- Data items -
■ ■ ■ ■ ■
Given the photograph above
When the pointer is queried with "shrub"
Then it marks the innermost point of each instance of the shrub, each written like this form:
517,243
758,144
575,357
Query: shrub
■ ■ ■ ■ ■
- EXERCISE DETAILS -
Reproduce all of the material above line for line, with no word changed.

- WORKED SOLUTION -
Given the photograph above
When the pointer is queried with "shrub"
Then it marks the innermost point of each instance of the shrub, each written like this form:
517,243
758,144
575,357
Query: shrub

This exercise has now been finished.